**Excerpted data**
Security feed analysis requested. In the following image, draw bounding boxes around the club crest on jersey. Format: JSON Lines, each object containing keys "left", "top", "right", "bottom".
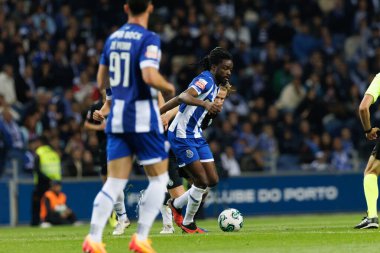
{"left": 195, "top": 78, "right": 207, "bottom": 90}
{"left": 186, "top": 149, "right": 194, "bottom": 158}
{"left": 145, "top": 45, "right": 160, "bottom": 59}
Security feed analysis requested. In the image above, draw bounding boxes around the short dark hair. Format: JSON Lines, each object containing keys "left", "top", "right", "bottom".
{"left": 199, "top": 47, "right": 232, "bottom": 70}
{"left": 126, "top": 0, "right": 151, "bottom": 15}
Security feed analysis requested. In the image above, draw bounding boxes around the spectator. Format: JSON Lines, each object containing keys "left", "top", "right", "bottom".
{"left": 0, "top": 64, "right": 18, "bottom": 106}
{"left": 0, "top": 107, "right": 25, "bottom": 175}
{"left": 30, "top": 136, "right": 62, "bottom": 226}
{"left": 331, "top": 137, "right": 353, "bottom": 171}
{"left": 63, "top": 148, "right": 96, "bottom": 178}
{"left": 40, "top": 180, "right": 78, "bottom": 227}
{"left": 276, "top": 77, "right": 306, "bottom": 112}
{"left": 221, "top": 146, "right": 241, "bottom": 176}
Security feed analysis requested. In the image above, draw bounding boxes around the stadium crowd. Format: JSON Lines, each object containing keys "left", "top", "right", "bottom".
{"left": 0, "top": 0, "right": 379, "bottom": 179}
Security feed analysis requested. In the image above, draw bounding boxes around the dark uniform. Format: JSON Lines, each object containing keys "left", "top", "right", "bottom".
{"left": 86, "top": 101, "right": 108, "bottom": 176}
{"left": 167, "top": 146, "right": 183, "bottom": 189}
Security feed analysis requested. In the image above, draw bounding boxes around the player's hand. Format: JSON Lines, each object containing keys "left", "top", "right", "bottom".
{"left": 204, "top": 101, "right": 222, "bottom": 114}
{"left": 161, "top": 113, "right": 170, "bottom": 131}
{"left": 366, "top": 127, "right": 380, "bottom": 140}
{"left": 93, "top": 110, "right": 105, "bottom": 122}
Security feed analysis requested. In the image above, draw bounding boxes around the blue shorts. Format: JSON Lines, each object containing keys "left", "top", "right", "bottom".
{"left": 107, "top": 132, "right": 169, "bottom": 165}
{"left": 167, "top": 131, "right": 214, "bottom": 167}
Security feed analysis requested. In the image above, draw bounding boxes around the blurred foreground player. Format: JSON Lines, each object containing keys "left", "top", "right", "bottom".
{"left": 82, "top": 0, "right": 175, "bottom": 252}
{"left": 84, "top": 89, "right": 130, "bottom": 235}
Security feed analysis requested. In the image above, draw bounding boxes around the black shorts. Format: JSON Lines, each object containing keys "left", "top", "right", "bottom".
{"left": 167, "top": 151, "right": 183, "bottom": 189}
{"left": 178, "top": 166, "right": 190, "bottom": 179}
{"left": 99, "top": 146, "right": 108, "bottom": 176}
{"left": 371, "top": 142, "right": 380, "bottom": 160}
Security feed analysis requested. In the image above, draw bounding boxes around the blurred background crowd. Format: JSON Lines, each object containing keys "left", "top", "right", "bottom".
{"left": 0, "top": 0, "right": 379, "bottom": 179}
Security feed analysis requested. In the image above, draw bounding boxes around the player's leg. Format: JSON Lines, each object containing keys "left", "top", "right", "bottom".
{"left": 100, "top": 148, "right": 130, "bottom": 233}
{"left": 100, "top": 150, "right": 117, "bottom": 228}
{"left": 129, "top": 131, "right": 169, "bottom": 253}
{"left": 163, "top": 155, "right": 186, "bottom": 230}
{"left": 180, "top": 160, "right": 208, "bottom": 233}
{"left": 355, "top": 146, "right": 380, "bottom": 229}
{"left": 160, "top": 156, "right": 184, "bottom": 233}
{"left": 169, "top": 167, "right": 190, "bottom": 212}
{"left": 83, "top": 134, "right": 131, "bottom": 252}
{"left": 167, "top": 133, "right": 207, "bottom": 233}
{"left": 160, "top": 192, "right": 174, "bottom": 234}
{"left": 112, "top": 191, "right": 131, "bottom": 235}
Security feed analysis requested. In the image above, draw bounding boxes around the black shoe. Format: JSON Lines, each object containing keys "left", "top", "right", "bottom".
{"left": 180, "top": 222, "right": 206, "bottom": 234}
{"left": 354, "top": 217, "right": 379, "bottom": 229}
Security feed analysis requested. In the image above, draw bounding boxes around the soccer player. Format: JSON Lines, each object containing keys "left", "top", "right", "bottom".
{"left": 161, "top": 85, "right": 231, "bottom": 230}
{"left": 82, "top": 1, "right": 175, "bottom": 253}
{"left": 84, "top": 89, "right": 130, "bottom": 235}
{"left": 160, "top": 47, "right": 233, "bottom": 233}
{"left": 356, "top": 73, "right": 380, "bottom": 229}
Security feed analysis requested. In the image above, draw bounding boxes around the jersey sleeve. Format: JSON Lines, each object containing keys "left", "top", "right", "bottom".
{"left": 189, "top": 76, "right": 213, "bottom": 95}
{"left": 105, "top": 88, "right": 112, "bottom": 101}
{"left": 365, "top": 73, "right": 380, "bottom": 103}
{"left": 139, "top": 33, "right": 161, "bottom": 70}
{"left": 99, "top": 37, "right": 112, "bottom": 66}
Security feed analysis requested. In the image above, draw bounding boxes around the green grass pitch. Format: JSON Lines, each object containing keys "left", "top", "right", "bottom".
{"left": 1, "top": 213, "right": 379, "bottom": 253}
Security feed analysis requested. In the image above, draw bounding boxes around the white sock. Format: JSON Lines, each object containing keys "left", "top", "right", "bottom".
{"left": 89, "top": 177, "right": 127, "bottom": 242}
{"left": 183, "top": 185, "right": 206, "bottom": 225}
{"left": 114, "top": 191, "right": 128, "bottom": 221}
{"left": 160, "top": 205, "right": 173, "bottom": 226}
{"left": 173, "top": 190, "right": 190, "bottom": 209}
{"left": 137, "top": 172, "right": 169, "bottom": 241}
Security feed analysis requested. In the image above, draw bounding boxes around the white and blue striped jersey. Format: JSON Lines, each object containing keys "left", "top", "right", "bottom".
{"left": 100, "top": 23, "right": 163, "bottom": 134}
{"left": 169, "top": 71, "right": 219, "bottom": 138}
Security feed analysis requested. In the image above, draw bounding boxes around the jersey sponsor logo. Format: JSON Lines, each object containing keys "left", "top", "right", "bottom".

**Aim of the exercise**
Without the pictures, copy out each entry exactly as it stands.

**Response area**
Security feed analysis requested. In the following image, draw bounding boxes around the club crest on jersey. Format: JSON Lines, each object containing keys "left", "top", "right", "bottom".
{"left": 195, "top": 78, "right": 207, "bottom": 90}
{"left": 186, "top": 149, "right": 194, "bottom": 158}
{"left": 145, "top": 45, "right": 160, "bottom": 59}
Security feed analysis requested. In the image above, draw bounding boxes around the short dark hair. Format: JSON Lines, each object containing keys "left", "top", "right", "bottom".
{"left": 199, "top": 47, "right": 232, "bottom": 70}
{"left": 126, "top": 0, "right": 151, "bottom": 15}
Security feed analysis requested. In the image above, draw bounding boxes around the spectator. Format: JSON Lines, each object containing keys "left", "top", "right", "bottom".
{"left": 0, "top": 64, "right": 18, "bottom": 106}
{"left": 0, "top": 107, "right": 25, "bottom": 175}
{"left": 30, "top": 136, "right": 62, "bottom": 226}
{"left": 331, "top": 137, "right": 353, "bottom": 171}
{"left": 63, "top": 148, "right": 96, "bottom": 178}
{"left": 40, "top": 180, "right": 78, "bottom": 227}
{"left": 276, "top": 77, "right": 306, "bottom": 112}
{"left": 221, "top": 146, "right": 241, "bottom": 176}
Security feed analysis requested. In the image above, draw bounding boxes around the stadium crowd. Format: JSON Lines, each object containing keys "left", "top", "right", "bottom".
{"left": 0, "top": 0, "right": 379, "bottom": 179}
Security feed analysis requested. In the image above, draw bounding boxes around the dark uniform. Format: JSON Lines, each object containing keys "left", "top", "right", "bottom".
{"left": 86, "top": 101, "right": 108, "bottom": 176}
{"left": 167, "top": 146, "right": 183, "bottom": 189}
Security feed analysis requested. In the image above, draw bounding boxes around the player's hand. Format: JSON Lines, each object containing keys "left", "top", "right", "bottom".
{"left": 204, "top": 101, "right": 222, "bottom": 114}
{"left": 161, "top": 113, "right": 170, "bottom": 131}
{"left": 366, "top": 127, "right": 380, "bottom": 140}
{"left": 93, "top": 110, "right": 105, "bottom": 122}
Security feed analysis requested. In the image above, draw bounding boxes around the blue shorts. Format: JSON Lines, each object containing keys "left", "top", "right", "bottom".
{"left": 107, "top": 132, "right": 169, "bottom": 165}
{"left": 167, "top": 131, "right": 214, "bottom": 167}
Security feed analysis requested. In the image above, draw bounding boxes around the blurred foreground player. Format: JSON Lines, each object containing keys "left", "top", "right", "bottom".
{"left": 82, "top": 0, "right": 175, "bottom": 252}
{"left": 84, "top": 89, "right": 130, "bottom": 235}
Security feed analysis requested. In the image above, draw bounding boxes around the black shorts. Format: JSON Lines, each object containing keys "left", "top", "right", "bottom".
{"left": 167, "top": 151, "right": 183, "bottom": 189}
{"left": 178, "top": 166, "right": 190, "bottom": 179}
{"left": 99, "top": 146, "right": 108, "bottom": 176}
{"left": 371, "top": 142, "right": 380, "bottom": 160}
Security feed analysis requested. In the image above, draw bounding boxes around the blurred background crowd. Format: JSON Lines, each object containing keys "left", "top", "right", "bottom".
{"left": 0, "top": 0, "right": 379, "bottom": 179}
Security feed analysis requested. In the image above, draw bounding boxes around the player's leg. Format: JSON Lines, each object containing keys "left", "top", "right", "bottom".
{"left": 100, "top": 148, "right": 130, "bottom": 233}
{"left": 100, "top": 150, "right": 117, "bottom": 228}
{"left": 129, "top": 131, "right": 169, "bottom": 253}
{"left": 163, "top": 155, "right": 186, "bottom": 230}
{"left": 180, "top": 160, "right": 208, "bottom": 233}
{"left": 355, "top": 146, "right": 380, "bottom": 229}
{"left": 160, "top": 156, "right": 184, "bottom": 233}
{"left": 169, "top": 167, "right": 190, "bottom": 212}
{"left": 83, "top": 134, "right": 131, "bottom": 252}
{"left": 167, "top": 133, "right": 207, "bottom": 233}
{"left": 160, "top": 192, "right": 174, "bottom": 234}
{"left": 112, "top": 191, "right": 131, "bottom": 235}
Security feed analysis requested. In the image above, draw bounding boxes around the black shoe. Format: JSON Lines, each object containing keys "left", "top", "right", "bottom".
{"left": 180, "top": 222, "right": 206, "bottom": 234}
{"left": 354, "top": 217, "right": 379, "bottom": 229}
Security feed analysis requested. In the image above, draw bounding boxes around the soccer player. Format: JSON Lines, each object containing keys "left", "top", "right", "bottom".
{"left": 161, "top": 85, "right": 231, "bottom": 230}
{"left": 82, "top": 1, "right": 175, "bottom": 253}
{"left": 84, "top": 89, "right": 130, "bottom": 235}
{"left": 160, "top": 47, "right": 233, "bottom": 233}
{"left": 356, "top": 73, "right": 380, "bottom": 229}
Security feed analysis requested. In the image above, draw bounding boxes around the jersey sleeve. Format: JSON Lines, each object containing keys "left", "top", "right", "bottom".
{"left": 189, "top": 76, "right": 213, "bottom": 95}
{"left": 105, "top": 88, "right": 112, "bottom": 101}
{"left": 365, "top": 73, "right": 380, "bottom": 103}
{"left": 139, "top": 33, "right": 161, "bottom": 70}
{"left": 99, "top": 37, "right": 112, "bottom": 66}
Security feed analysis requested. In the image above, draw bounding boxes around the green grass pitch. Format: JSON Lines, each object containing keys "left", "top", "right", "bottom".
{"left": 1, "top": 213, "right": 379, "bottom": 253}
Security feed analysis requested. In the image above, draw bounding boxes around the white sock. Format: JSON Lines, each object containing keys "left", "top", "right", "bottom".
{"left": 89, "top": 177, "right": 127, "bottom": 242}
{"left": 183, "top": 185, "right": 206, "bottom": 225}
{"left": 114, "top": 191, "right": 128, "bottom": 221}
{"left": 160, "top": 205, "right": 173, "bottom": 226}
{"left": 173, "top": 190, "right": 190, "bottom": 209}
{"left": 137, "top": 172, "right": 169, "bottom": 241}
Security feed analysis requested. In the image above, draw bounding boxes around the white and blue striped jersey. Format: JSON Lines, each object containing keys "left", "top", "right", "bottom".
{"left": 100, "top": 23, "right": 163, "bottom": 134}
{"left": 169, "top": 71, "right": 219, "bottom": 138}
Security feed analysis requested. In the image above, draw bounding boxes around the jersey sponsor logo. Format: JSON Lines, each object containing keys "left", "top", "right", "bottom".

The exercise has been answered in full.